▶ _Exercise brief_
Write out all of the entries exactly, please.

▶ _Dataset records_
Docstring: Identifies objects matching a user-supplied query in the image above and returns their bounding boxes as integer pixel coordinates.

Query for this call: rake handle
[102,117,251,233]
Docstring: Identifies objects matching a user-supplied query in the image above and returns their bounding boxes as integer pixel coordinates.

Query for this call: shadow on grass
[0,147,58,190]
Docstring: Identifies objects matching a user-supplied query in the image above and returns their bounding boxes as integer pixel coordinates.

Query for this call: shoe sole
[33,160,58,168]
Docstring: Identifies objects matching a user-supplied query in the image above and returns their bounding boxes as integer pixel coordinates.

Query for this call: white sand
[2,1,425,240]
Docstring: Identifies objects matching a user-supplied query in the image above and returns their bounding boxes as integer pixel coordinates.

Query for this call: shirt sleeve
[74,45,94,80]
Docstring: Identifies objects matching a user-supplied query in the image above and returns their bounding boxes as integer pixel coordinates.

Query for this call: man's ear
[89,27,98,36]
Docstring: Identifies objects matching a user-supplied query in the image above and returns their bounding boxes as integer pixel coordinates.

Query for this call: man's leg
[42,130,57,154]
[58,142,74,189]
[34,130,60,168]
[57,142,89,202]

▶ _Exercise result_
Docstring: Identifies objects matching a user-supplied query in the image above and returns their bounding boxes as integer pixel coordinates.

Query for this call: rake handle
[102,117,251,233]
Docstring: Identifies objects matching a user-supplied query in the image above and returns their bounding boxes as integer pixel coordinates.

Query for this call: shadow on grass
[0,147,58,190]
Docstring: Identifies objects matching a user-supplied query in the image above and returns their bounding boxes as integer pixel coordinates.

Query for this call: shoe sole
[33,160,58,168]
Docstring: Identifies objects matching a user-supplied query in the image above and returns their bounding boxes as integer pixel coordinates.

Query for this call: white sand
[2,1,425,240]
Docstring: Identifies objects matching a user-supplied query in the image above and returns their bounding boxes as integer pixel coordinates.

Query for this call: shirt sleeve
[74,45,94,80]
Docstring: Identifies objects matching a user-supplied query in the image above and returns their bounding boxes as integer pixel coordinates.

Query for this call: man's ear
[89,27,98,36]
Docstring: Identifies objects matching a user-supplied query in the image above and returns their bounding boxes as integer pixel coordinates.

Query for this call: man's leg
[42,130,57,154]
[58,142,74,189]
[34,130,60,168]
[57,142,89,202]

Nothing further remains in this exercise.